Work to be completed: Scan the lines below; pull out those with "dresser".

Exercise inputs:

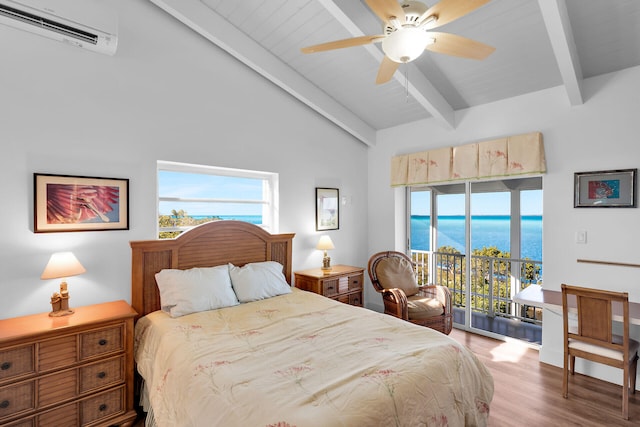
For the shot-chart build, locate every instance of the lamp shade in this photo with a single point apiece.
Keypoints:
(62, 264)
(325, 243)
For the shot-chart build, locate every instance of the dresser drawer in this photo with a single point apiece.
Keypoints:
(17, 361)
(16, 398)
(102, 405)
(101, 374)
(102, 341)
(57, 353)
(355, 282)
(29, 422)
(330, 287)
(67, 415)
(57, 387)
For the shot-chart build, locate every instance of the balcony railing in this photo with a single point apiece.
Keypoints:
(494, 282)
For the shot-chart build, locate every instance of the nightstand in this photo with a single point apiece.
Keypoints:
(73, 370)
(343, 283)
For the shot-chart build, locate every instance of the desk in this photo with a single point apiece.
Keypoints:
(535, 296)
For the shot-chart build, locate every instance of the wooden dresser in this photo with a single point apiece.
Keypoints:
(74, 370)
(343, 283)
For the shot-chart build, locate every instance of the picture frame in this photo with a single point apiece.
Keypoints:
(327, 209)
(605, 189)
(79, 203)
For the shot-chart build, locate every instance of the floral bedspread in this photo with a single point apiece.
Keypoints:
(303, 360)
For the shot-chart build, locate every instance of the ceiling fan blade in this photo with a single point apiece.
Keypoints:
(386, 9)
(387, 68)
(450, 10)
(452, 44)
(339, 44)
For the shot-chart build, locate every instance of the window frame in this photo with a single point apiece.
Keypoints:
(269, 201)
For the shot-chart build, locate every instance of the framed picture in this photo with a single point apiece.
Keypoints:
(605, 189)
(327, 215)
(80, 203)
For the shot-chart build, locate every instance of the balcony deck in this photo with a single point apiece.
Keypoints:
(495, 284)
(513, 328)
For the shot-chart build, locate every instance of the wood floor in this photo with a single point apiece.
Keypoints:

...

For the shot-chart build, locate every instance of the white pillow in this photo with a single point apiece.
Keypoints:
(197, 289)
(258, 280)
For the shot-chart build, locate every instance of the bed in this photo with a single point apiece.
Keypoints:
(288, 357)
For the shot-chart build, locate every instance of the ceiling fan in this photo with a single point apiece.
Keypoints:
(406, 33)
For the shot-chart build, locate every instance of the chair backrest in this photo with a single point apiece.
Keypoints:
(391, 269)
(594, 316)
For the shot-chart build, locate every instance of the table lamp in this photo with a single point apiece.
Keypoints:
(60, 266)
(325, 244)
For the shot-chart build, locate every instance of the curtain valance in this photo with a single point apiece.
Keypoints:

Response to this exercise:
For the shot-chart build, locate every instance of the dresser drawer in this photo with a single point apiece.
For the shot-chart build, locate every instance of the wooden dresser in this photo with a single point apiece.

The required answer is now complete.